PASSAGE PROVIDED
———

Herpes Zoster (Shingles)
This infection is a recurrence of the varicella-zoster virus, which is the same virus that causes chickenpox. After an initial episode of chickenpox (often during childhood), the virus remains inactive in the nerve cells of the central nervous system. In some people, the virus will reactivate at another time in their lives, usually when ill or stressed. When this happens, the virus travels down the nerve fibers and infects a part of the body, usually the trunk or face, producing a blistering rash (shingles), painful inflammation, and a general feeling of sluggishness.
When the virus affects the head and neck, it sometimes involves an eye, part of the nose, cheek, and forehead. In approximately 40 percent of those with shingles in these areas, the virus infects the cornea. Doctors will often prescribe oral anti-viral medication (pill) to reduce the risk of the virus infecting corneal cells. The disease may also cause decreased corneal sensitivity, meaning that foreign matter that gets into the eye is not felt. For many, this decreased sensitivity will be permanent.

———

DATA RECORDS
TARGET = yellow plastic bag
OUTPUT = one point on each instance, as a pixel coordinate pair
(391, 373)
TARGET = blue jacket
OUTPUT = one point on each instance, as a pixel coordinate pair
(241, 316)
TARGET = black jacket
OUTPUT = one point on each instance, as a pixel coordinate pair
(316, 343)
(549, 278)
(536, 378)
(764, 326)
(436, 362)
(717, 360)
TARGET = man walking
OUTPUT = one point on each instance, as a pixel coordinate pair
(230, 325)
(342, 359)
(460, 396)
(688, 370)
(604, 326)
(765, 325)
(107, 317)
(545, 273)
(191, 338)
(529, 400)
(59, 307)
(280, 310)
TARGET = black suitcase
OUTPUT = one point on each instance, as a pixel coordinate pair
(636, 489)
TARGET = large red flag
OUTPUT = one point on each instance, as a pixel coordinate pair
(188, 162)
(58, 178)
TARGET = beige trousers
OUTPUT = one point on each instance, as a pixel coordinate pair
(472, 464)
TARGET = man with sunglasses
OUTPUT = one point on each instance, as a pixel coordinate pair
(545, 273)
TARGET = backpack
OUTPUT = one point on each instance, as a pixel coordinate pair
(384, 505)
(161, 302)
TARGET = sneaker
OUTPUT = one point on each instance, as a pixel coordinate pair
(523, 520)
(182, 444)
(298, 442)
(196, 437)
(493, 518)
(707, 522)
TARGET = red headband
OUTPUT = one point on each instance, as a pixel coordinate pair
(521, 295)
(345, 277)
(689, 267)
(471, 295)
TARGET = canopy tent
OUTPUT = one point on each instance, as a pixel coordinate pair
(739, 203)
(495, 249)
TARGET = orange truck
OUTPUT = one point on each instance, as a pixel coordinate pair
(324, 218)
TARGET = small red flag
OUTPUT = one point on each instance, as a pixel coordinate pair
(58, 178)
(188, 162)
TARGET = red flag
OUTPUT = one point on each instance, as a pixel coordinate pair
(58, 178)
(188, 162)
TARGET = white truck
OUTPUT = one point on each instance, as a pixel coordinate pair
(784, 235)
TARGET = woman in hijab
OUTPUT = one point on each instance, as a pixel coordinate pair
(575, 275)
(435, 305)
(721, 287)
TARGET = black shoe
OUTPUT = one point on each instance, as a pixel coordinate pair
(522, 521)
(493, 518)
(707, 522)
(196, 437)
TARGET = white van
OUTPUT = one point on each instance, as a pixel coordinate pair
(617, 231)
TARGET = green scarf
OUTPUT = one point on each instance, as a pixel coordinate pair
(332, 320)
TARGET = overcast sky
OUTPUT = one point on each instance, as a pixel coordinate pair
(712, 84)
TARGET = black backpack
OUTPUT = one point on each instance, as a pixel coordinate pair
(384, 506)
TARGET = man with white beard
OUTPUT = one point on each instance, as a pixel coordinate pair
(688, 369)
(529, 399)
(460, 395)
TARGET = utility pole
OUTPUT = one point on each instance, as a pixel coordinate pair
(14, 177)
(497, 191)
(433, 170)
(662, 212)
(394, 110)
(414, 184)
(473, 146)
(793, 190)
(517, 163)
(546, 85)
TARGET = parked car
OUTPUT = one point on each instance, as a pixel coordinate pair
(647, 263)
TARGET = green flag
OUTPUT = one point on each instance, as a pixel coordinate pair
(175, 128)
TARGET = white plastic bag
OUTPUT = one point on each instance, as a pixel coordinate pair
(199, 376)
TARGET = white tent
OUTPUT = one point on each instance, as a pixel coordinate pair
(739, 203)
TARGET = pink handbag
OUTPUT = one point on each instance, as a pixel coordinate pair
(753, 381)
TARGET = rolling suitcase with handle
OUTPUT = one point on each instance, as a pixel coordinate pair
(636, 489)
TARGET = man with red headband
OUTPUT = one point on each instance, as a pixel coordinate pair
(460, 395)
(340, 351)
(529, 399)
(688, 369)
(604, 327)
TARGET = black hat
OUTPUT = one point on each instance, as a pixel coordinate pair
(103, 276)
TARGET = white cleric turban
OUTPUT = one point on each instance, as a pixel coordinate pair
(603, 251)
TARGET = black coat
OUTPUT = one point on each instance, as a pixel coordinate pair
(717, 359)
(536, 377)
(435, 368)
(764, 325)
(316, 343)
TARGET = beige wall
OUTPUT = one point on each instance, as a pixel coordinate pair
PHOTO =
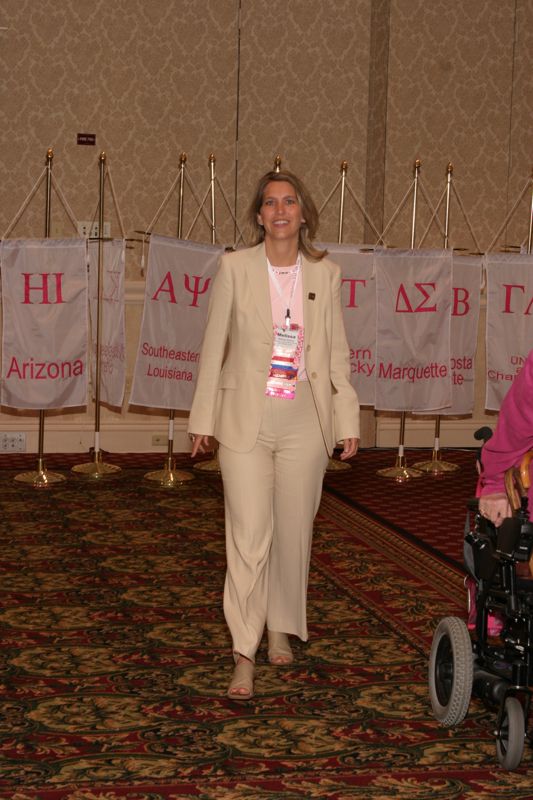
(377, 84)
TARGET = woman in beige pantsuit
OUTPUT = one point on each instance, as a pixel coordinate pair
(274, 390)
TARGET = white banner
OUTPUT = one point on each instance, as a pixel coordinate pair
(414, 300)
(45, 331)
(509, 333)
(178, 278)
(466, 288)
(359, 311)
(112, 333)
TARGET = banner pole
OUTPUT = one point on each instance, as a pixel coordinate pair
(437, 466)
(334, 464)
(400, 472)
(98, 468)
(169, 477)
(213, 464)
(530, 231)
(41, 478)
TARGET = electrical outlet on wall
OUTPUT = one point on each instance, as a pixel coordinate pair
(91, 230)
(12, 442)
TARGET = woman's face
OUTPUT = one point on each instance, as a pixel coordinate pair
(280, 213)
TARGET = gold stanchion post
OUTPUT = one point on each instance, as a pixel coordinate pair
(334, 464)
(41, 478)
(212, 465)
(400, 472)
(436, 466)
(98, 468)
(169, 477)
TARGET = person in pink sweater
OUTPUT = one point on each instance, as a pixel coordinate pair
(512, 438)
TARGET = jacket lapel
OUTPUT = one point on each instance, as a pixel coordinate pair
(257, 274)
(309, 295)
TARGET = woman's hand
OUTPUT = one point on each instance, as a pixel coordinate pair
(349, 448)
(201, 443)
(495, 507)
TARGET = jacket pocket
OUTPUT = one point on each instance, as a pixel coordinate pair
(228, 380)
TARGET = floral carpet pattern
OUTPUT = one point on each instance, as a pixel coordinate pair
(115, 658)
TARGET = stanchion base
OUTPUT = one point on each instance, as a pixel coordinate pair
(40, 478)
(95, 469)
(209, 466)
(436, 467)
(400, 472)
(169, 477)
(334, 465)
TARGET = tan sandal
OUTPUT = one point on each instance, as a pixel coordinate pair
(279, 649)
(242, 683)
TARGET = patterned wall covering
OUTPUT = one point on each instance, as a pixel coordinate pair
(377, 83)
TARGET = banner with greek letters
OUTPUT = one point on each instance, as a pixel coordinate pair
(509, 330)
(466, 289)
(112, 333)
(179, 275)
(414, 300)
(45, 329)
(358, 297)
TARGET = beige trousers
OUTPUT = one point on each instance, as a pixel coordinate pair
(272, 494)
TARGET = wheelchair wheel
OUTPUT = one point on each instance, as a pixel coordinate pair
(451, 671)
(511, 734)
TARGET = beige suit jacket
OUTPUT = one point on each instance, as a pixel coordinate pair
(237, 349)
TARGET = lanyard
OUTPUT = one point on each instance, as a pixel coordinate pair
(277, 287)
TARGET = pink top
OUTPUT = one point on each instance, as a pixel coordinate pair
(513, 436)
(285, 279)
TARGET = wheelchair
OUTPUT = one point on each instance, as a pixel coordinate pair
(491, 658)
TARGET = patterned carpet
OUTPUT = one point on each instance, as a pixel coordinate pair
(115, 655)
(431, 510)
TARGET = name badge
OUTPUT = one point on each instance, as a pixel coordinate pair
(286, 352)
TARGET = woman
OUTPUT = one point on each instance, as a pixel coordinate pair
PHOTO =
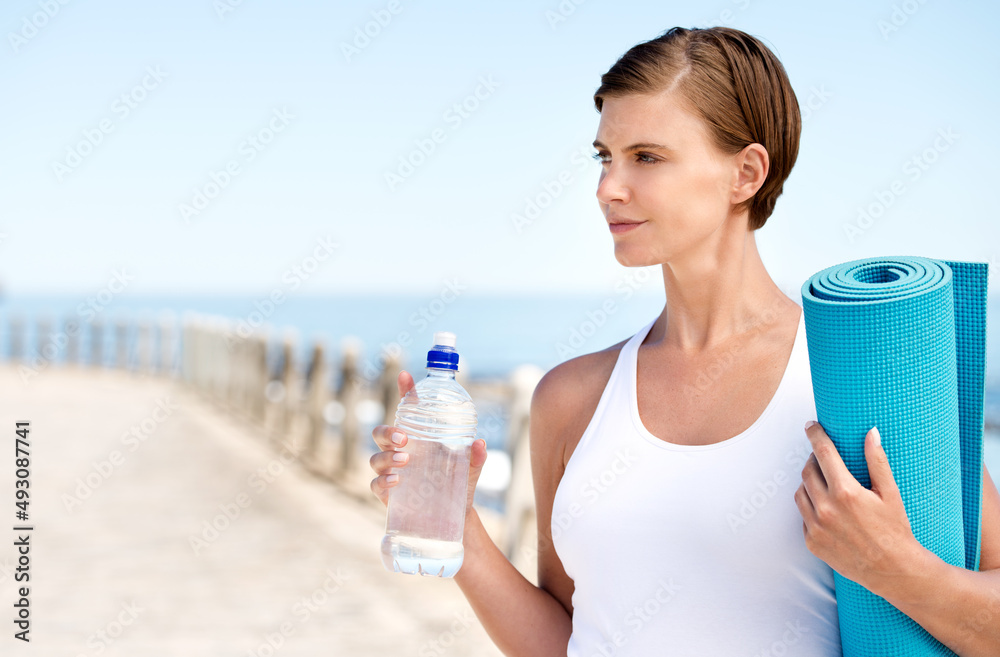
(682, 508)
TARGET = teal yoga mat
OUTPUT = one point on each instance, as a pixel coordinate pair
(900, 343)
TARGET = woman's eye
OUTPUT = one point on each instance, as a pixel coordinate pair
(642, 158)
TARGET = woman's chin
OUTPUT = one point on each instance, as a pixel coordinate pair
(631, 257)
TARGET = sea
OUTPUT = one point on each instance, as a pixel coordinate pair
(495, 334)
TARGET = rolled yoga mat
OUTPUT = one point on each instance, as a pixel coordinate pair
(900, 343)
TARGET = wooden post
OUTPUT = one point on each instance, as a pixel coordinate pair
(286, 406)
(348, 394)
(259, 379)
(318, 395)
(144, 347)
(16, 338)
(72, 327)
(121, 344)
(47, 352)
(96, 343)
(166, 366)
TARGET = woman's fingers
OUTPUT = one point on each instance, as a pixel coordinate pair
(404, 382)
(384, 438)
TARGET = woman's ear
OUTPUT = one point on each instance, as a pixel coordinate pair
(752, 165)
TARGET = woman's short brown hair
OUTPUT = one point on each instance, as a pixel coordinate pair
(734, 82)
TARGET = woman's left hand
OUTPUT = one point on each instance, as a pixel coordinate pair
(862, 534)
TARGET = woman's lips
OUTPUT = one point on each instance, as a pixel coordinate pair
(624, 228)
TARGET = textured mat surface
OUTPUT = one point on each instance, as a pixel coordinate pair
(899, 343)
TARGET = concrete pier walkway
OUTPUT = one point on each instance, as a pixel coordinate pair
(164, 527)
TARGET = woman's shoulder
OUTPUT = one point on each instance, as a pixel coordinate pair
(567, 396)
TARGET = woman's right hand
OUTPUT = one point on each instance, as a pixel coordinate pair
(385, 463)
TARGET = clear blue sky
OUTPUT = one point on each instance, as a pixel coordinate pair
(341, 122)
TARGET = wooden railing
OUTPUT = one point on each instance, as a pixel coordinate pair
(320, 410)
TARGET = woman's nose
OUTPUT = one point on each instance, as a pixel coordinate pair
(611, 186)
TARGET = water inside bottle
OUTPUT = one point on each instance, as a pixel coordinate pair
(426, 514)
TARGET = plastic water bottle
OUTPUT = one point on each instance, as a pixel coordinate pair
(425, 519)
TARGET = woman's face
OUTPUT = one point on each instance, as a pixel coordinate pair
(660, 168)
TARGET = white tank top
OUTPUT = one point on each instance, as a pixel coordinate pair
(693, 550)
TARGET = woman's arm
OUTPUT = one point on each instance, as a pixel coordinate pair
(523, 619)
(865, 536)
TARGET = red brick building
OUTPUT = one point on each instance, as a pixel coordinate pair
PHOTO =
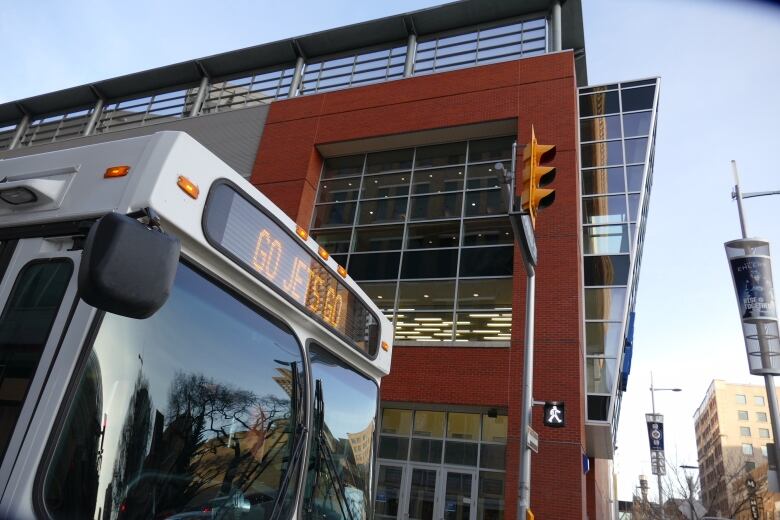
(381, 139)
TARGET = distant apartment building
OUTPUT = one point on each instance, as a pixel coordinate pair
(732, 428)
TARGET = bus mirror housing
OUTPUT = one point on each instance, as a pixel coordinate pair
(126, 267)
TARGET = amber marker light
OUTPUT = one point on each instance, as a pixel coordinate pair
(116, 171)
(188, 187)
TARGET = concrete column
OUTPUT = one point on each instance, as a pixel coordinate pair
(93, 119)
(556, 27)
(411, 53)
(21, 128)
(297, 75)
(202, 90)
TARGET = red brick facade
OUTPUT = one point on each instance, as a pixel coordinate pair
(539, 91)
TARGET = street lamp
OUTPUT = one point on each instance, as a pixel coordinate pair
(657, 453)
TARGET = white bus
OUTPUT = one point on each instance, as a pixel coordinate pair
(173, 346)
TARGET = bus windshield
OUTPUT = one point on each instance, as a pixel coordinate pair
(194, 412)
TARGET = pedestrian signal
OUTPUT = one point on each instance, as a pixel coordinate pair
(533, 196)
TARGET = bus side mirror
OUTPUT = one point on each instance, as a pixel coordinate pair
(126, 267)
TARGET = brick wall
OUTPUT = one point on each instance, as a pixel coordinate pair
(538, 90)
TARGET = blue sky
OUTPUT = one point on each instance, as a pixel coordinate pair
(720, 68)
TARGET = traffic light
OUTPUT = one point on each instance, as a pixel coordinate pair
(533, 197)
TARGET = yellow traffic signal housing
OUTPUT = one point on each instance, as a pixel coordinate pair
(533, 196)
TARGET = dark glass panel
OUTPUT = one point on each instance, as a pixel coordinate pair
(378, 238)
(329, 215)
(498, 149)
(600, 128)
(438, 180)
(334, 241)
(427, 295)
(374, 266)
(492, 456)
(604, 210)
(389, 185)
(603, 180)
(461, 453)
(430, 207)
(393, 448)
(483, 232)
(342, 166)
(638, 98)
(441, 155)
(482, 176)
(609, 153)
(599, 104)
(436, 234)
(634, 174)
(606, 270)
(486, 261)
(485, 293)
(426, 450)
(338, 190)
(598, 407)
(636, 124)
(438, 263)
(605, 239)
(381, 211)
(485, 202)
(602, 338)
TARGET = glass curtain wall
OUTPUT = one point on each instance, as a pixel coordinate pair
(616, 130)
(425, 233)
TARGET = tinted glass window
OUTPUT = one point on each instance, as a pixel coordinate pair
(190, 411)
(24, 328)
(340, 473)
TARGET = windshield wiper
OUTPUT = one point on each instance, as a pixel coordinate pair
(299, 438)
(324, 453)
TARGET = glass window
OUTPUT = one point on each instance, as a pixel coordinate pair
(637, 98)
(490, 231)
(389, 161)
(463, 426)
(605, 304)
(374, 266)
(607, 153)
(600, 128)
(494, 429)
(599, 104)
(24, 328)
(397, 422)
(487, 261)
(605, 239)
(490, 504)
(342, 451)
(180, 432)
(606, 270)
(603, 338)
(433, 235)
(604, 210)
(637, 123)
(603, 180)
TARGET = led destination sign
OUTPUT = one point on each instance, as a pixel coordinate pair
(243, 231)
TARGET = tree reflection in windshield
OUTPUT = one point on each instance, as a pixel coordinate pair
(198, 417)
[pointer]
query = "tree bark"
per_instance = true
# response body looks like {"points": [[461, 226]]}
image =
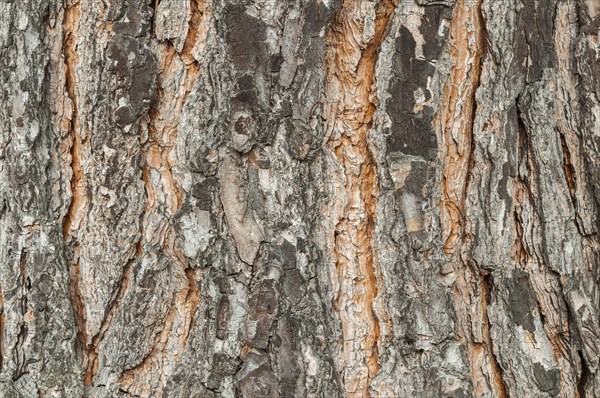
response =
{"points": [[312, 198]]}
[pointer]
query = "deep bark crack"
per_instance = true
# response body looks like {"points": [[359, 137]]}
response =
{"points": [[353, 246]]}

———

ACTIVITY LIST
**A.** According to the shingles passage, in roughly what share of people with shingles in the head and neck areas does the virus infect the cornea?
**B.** Swap "virus" for "pathogen" in the shingles passage. Write out the part starting with "When the virus" and going on through "will be permanent." with that change.
**C.** Write the next part of the passage on shingles, picking up after its final sentence.

YOUR WRITTEN ANSWERS
**A.** Approximately 40 percent.

**B.**
When the pathogen affects the head and neck, it sometimes involves an eye, part of the nose, cheek, and forehead. In approximately 40 percent of those with shingles in these areas, the pathogen infects the cornea. Doctors will often prescribe oral anti-viral medication (pill) to reduce the risk of the pathogen infecting corneal cells. The disease may also cause decreased corneal sensitivity, meaning that foreign matter that gets into the eye is not felt. For many, this decreased sensitivity will be permanent.

**C.**
Shingles can occur in anyone exposed to the varicella-zoster virus. There are, however two risk factors: advanced age and a weakened immune system. People over 80 years old have a five times greater chance of having shingles than adults under 40. Shingles does not typically occur more than once in adults with normal immune systems. You should be aware that corneal problems may begin months after shingles affecting the face have resolved. It is therefore important to have a follow-up eye exam.